Search term "reflection": please show all lines in the listing that contain it.

Records to use =>
# # # # #

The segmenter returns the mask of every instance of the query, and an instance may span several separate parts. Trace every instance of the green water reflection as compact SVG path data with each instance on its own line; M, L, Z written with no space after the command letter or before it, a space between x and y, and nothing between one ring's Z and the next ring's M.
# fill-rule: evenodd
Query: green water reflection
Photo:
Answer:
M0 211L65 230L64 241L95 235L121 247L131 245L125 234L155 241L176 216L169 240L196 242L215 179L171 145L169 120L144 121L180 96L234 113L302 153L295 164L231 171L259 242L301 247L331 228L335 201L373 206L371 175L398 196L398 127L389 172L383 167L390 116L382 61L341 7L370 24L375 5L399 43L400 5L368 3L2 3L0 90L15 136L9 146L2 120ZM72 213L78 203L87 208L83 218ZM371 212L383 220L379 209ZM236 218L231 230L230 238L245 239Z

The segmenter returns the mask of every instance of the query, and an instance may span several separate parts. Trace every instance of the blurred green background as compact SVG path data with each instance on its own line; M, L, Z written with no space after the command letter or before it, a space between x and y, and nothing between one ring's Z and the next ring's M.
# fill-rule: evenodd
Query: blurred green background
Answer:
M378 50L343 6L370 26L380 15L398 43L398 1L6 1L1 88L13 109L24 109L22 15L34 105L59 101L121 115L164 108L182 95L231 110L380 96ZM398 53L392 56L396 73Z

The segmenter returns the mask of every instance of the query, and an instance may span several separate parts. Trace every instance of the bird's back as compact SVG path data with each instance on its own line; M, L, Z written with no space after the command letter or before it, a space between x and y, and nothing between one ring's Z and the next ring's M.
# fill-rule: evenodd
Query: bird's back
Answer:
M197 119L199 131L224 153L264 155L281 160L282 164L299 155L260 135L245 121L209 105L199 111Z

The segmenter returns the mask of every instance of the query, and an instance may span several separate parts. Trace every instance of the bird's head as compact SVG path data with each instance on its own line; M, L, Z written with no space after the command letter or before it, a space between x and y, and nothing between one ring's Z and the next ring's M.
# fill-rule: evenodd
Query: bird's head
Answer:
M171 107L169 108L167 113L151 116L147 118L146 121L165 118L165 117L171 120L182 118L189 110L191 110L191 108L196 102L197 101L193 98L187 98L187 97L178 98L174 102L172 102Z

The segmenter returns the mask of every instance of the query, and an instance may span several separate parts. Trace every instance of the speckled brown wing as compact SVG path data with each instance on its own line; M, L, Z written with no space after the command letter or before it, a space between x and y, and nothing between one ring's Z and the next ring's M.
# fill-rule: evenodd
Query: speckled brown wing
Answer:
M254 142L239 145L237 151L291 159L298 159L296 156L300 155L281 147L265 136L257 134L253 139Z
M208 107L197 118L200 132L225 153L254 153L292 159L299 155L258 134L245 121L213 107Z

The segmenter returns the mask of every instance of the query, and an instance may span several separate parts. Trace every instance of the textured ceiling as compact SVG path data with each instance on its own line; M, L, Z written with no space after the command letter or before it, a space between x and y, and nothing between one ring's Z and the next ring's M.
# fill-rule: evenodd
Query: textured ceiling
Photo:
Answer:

# # # # #

Task response =>
The segmenter returns the mask of every instance of the query, and an instance may span several separate parts. Trace every instance of the green water reflection as compact SVG path data with each instance on its own line; M, L, Z written with no space after the command letter or before it, a space between x and y, and nothing between one ring's Z and the next ring's M.
Query: green water reflection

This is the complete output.